Passage présenté:
◇ ◇ ◇ ◇
C’est bien plus que le sort de l’Indochine qui est aujourd’hui en jeu. Du fait de ce que nous saurons réaliser en Indochine, la balance de notre destin oscillera entre deux images extrêmes. L’une est celle d’une France à la tête, par une puissance d’attraction plus sentimentale et intellectuelle que matérielle, d’un groupement de cent millions d’hommes pour lequel elle aura su trouver la formule qui lui assure un certain ordre spirituel d’unité ; l’autre est celle d’une France recroquevillée dans son territoire au bout de l’Europe, comptant 41 millions d’habitants, qui, dans cet espace vital diminué, mènera une vie appauvrie de possibilités disparues.
Première partie
Avant 1939
La politique. — L’Indochine, ou, comme on commençait à dire, l’Union indochinoise, était de fait une fédération de cinq États, qu’on appelait « Pays ». La Fédération gouvernait les Indochinois pour ce qui touchait à la monnaie, aux douanes et régies, à l’enseignement moyen et supérieur, aux grandes voies de communication, aux grands travaux publics. L’armée et les relations extérieures étaient du domaine de la métropole ; cependant l’Indochine avait fini par obtenir l’autorisation de conclure un traité de commerce avec la Chine.
◇ ◇ ◇ ◇
Données extraites:
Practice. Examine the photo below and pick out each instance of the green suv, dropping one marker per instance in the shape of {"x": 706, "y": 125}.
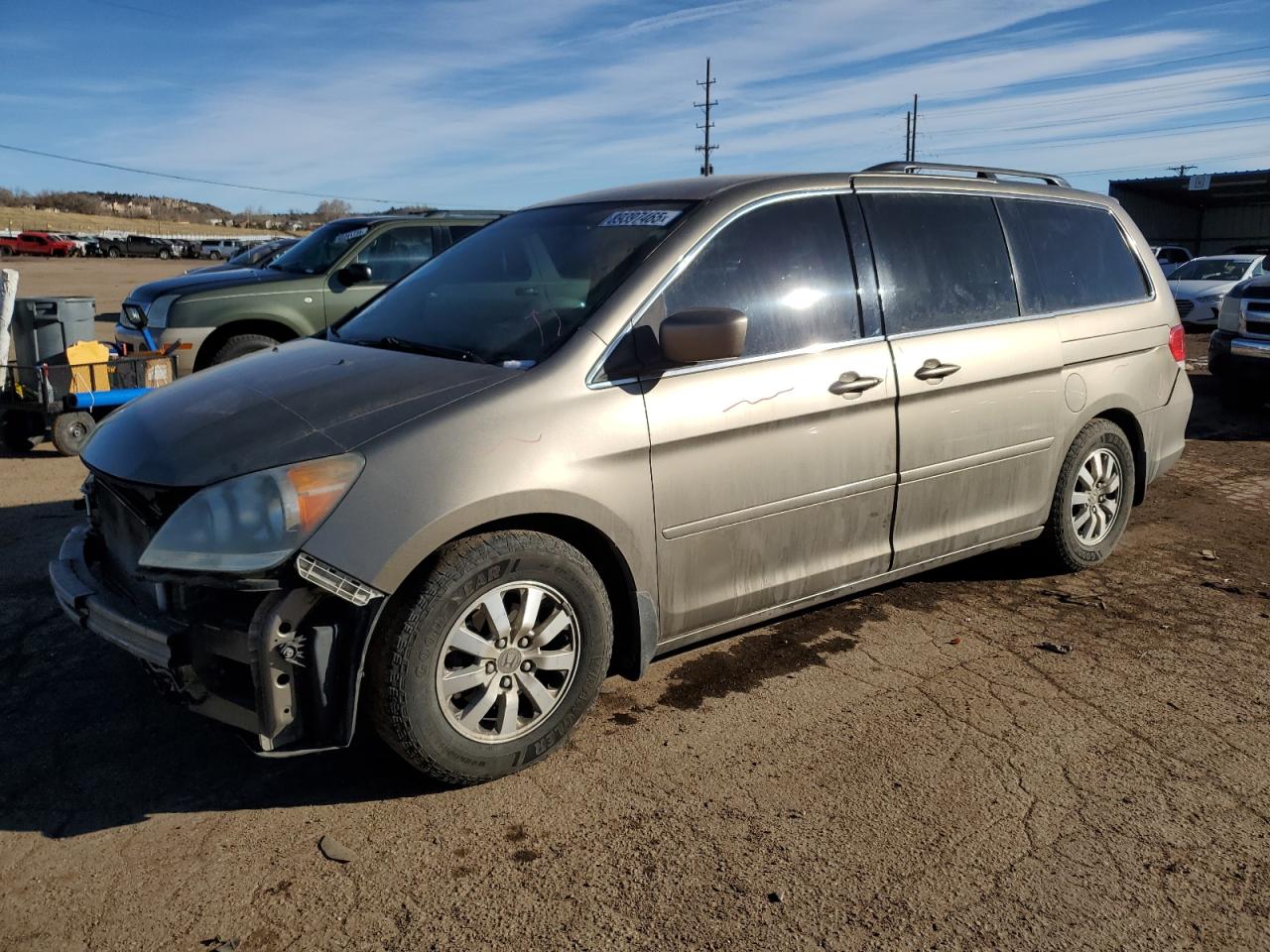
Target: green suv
{"x": 220, "y": 315}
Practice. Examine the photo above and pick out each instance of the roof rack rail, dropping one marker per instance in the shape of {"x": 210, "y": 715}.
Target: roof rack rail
{"x": 980, "y": 172}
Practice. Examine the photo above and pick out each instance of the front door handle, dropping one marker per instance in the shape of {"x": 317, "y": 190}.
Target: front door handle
{"x": 851, "y": 384}
{"x": 937, "y": 371}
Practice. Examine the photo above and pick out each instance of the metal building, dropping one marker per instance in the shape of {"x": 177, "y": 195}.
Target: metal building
{"x": 1205, "y": 213}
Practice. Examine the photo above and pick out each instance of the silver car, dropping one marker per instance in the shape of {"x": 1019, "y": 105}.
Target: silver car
{"x": 1202, "y": 285}
{"x": 621, "y": 422}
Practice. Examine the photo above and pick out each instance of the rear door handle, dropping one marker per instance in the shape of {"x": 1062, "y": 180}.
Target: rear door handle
{"x": 851, "y": 384}
{"x": 934, "y": 370}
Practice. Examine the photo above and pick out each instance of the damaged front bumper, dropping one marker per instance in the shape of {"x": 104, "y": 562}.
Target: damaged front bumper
{"x": 280, "y": 661}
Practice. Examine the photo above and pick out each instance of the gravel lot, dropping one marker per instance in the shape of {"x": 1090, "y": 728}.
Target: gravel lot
{"x": 905, "y": 770}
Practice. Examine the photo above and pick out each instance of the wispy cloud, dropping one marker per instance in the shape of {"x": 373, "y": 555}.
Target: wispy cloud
{"x": 498, "y": 102}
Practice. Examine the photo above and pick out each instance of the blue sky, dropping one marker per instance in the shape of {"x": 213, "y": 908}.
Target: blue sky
{"x": 500, "y": 103}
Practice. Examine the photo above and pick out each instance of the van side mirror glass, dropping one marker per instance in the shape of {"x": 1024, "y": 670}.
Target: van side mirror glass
{"x": 354, "y": 273}
{"x": 701, "y": 334}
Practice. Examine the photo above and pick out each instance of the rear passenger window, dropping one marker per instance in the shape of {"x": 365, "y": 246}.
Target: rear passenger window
{"x": 786, "y": 266}
{"x": 1070, "y": 257}
{"x": 942, "y": 261}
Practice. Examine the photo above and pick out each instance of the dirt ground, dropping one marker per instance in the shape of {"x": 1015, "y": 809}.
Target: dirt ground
{"x": 907, "y": 770}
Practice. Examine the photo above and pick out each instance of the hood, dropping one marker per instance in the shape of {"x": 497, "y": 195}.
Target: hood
{"x": 208, "y": 281}
{"x": 1198, "y": 289}
{"x": 300, "y": 402}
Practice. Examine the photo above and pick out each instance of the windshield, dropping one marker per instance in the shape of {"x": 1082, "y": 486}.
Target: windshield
{"x": 520, "y": 287}
{"x": 257, "y": 253}
{"x": 320, "y": 250}
{"x": 1211, "y": 270}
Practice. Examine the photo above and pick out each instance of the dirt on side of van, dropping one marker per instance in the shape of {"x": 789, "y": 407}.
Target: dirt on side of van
{"x": 984, "y": 757}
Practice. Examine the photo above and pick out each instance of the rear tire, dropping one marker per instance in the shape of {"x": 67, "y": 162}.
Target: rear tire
{"x": 71, "y": 431}
{"x": 241, "y": 345}
{"x": 1092, "y": 499}
{"x": 429, "y": 722}
{"x": 16, "y": 431}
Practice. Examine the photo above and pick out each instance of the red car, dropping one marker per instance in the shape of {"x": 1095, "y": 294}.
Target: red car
{"x": 37, "y": 243}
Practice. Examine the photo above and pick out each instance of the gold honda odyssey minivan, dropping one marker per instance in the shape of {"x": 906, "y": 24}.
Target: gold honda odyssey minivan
{"x": 620, "y": 422}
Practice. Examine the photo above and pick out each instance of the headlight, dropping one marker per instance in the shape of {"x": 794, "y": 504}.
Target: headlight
{"x": 157, "y": 316}
{"x": 253, "y": 522}
{"x": 132, "y": 315}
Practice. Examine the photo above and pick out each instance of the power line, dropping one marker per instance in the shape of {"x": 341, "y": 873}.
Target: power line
{"x": 1070, "y": 100}
{"x": 1135, "y": 66}
{"x": 1114, "y": 137}
{"x": 190, "y": 178}
{"x": 1152, "y": 166}
{"x": 1102, "y": 117}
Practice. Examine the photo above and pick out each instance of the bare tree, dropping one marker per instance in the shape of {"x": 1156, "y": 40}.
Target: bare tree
{"x": 331, "y": 208}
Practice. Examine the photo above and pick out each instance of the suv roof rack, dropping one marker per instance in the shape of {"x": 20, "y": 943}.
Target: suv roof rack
{"x": 980, "y": 172}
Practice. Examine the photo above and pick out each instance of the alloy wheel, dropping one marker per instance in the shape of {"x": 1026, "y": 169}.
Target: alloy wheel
{"x": 508, "y": 661}
{"x": 1096, "y": 497}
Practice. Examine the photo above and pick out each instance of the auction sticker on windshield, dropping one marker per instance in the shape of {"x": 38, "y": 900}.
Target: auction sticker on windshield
{"x": 642, "y": 217}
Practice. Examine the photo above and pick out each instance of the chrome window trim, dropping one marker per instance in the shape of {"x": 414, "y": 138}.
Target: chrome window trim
{"x": 679, "y": 268}
{"x": 952, "y": 327}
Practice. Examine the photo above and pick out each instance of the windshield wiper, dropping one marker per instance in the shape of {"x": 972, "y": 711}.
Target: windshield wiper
{"x": 453, "y": 353}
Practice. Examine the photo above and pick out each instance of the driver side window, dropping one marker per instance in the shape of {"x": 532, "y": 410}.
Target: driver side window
{"x": 397, "y": 252}
{"x": 785, "y": 266}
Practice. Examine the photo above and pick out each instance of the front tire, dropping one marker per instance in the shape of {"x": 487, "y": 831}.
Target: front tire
{"x": 1092, "y": 499}
{"x": 71, "y": 431}
{"x": 492, "y": 664}
{"x": 241, "y": 345}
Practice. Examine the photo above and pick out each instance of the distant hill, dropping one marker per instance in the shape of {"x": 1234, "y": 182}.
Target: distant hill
{"x": 154, "y": 208}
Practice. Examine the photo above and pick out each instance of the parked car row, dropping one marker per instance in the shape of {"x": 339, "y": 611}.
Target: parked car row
{"x": 216, "y": 313}
{"x": 604, "y": 428}
{"x": 56, "y": 245}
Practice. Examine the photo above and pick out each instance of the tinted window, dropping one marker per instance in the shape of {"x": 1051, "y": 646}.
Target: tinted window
{"x": 1070, "y": 257}
{"x": 942, "y": 261}
{"x": 786, "y": 267}
{"x": 397, "y": 252}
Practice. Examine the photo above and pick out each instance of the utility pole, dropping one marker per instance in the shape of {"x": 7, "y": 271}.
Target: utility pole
{"x": 706, "y": 166}
{"x": 912, "y": 137}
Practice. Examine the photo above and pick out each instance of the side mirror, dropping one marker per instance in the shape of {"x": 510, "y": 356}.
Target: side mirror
{"x": 702, "y": 334}
{"x": 354, "y": 273}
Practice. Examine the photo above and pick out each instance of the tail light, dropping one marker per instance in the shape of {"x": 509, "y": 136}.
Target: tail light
{"x": 1178, "y": 343}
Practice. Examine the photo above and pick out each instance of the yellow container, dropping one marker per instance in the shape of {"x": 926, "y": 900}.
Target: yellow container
{"x": 87, "y": 361}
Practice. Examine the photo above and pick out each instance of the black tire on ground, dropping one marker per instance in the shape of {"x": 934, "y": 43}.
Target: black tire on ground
{"x": 71, "y": 431}
{"x": 403, "y": 660}
{"x": 241, "y": 345}
{"x": 16, "y": 431}
{"x": 1061, "y": 543}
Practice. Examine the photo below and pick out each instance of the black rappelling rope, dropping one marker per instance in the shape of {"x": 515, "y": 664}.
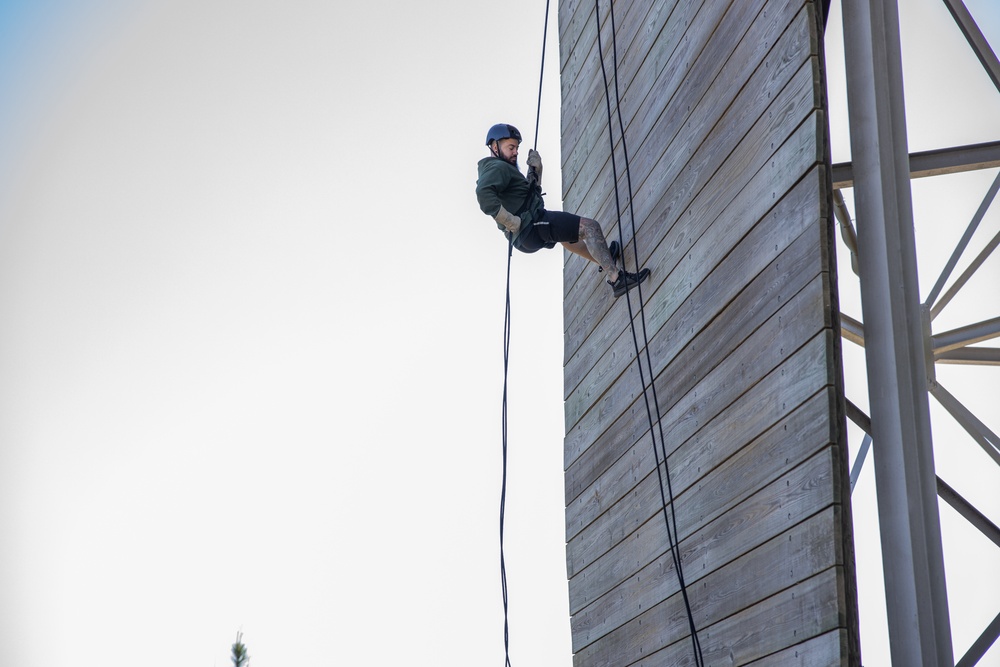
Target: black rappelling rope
{"x": 660, "y": 456}
{"x": 506, "y": 360}
{"x": 503, "y": 483}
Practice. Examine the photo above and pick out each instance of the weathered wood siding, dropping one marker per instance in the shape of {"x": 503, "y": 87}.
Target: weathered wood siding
{"x": 724, "y": 108}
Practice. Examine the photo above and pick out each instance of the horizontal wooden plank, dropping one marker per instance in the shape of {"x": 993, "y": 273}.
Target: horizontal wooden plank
{"x": 807, "y": 610}
{"x": 671, "y": 59}
{"x": 765, "y": 349}
{"x": 751, "y": 257}
{"x": 695, "y": 119}
{"x": 640, "y": 603}
{"x": 830, "y": 649}
{"x": 750, "y": 518}
{"x": 738, "y": 166}
{"x": 696, "y": 105}
{"x": 779, "y": 393}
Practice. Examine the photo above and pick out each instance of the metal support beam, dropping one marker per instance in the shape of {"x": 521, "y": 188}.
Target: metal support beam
{"x": 979, "y": 431}
{"x": 934, "y": 163}
{"x": 852, "y": 330}
{"x": 981, "y": 645}
{"x": 970, "y": 356}
{"x": 967, "y": 335}
{"x": 969, "y": 512}
{"x": 905, "y": 481}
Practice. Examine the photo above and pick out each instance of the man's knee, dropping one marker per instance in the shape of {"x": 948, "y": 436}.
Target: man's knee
{"x": 589, "y": 228}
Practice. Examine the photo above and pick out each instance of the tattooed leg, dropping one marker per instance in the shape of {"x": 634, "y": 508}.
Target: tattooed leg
{"x": 594, "y": 247}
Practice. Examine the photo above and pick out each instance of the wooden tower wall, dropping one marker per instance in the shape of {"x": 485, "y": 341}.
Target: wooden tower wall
{"x": 723, "y": 102}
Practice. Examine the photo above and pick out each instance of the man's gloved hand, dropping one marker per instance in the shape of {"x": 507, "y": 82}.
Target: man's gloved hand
{"x": 535, "y": 162}
{"x": 508, "y": 220}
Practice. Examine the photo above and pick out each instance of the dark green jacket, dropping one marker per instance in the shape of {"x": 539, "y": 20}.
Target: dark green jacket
{"x": 500, "y": 182}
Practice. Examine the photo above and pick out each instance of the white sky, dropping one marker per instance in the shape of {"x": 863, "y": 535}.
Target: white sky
{"x": 250, "y": 333}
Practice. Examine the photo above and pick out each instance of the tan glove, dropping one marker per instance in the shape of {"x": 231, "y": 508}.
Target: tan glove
{"x": 535, "y": 162}
{"x": 508, "y": 220}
◇ ◇ ◇ ◇
Objectif énoncé 1:
Répondez à ces questions sur le texte sur l'Indochine :
(a) Combien d'habitants compte la France « recroquevillée dans son territoire au bout de l'Europe » ?
(b) De combien d'États se composait la fédération indochinoise, et comment les appelait-on ?
(c) Quel traité l'Indochine avait-elle fini par obtenir l'autorisation de conclure ?
Objectif énoncé 2: Reprenez, s'il vous plaît, le texte sur l'Indochine après sa dernière phrase.

Réponse de l'exercice 1:
(a) 41 millions d'habitants.
(b) De cinq États, qu'on appelait « Pays ».
(c) Un traité de commerce avec la Chine.

Réponse de l'exercice 2:
Les populations, indigène et française, participaient assez largement à leur gouvernement. A l’échelon Fédération, le Grand Conseil, composé pour moitié d’indigènes et pour moitié de Français, disposait de pouvoirs étendus, plus étendus en pratique qu’en théorie. En fait, il était maître du budget. En Cochinchine, le pays de beaucoup le plus évolué, le Conseil colonial, également à composition paritaire, disposait de pouvoirs plus étendus que le Conseil général d’un département français,
Dans ces deux assemblées, les délibérations en commun produisaient d’excellents résultats. D’année en année, on voyait les indigènes améliorer leurs méthodes de discussion, parvenir à des vues plus larges, s’ouvrir à la compréhension de l’intérêt public. En Annam comme au Cambodge, il y avait deux assemblées distinctes, l’une indigène, l’autre française. Ce système fonctionnait moins bien. Il manquait aux assemblées indigènes le ferment français. Chaque pays avait son code civil et son code pénal. Les particularités locales de mœurs et de coutumes étaient ainsi respectées.
On ne remarquait aucune tendance à une fusion des trois pays à population en majorité annamite, la Cochinchine, l’Annam et le Tonkin ; les différences de progrès culturel, de niveau matériel et même la divergence naissante des langues s’y opposaient. On pouvait plutôt noter un sentiment de jalousie du Tonkin et du Nord-Annam pour la Cochinchine et, en retour, de celle-ci un sentiment de méfiance, nuancé d’un peu de mépris, pour les demi-barbares du Nord. L’idée-force de la communauté de race ne jouait pas.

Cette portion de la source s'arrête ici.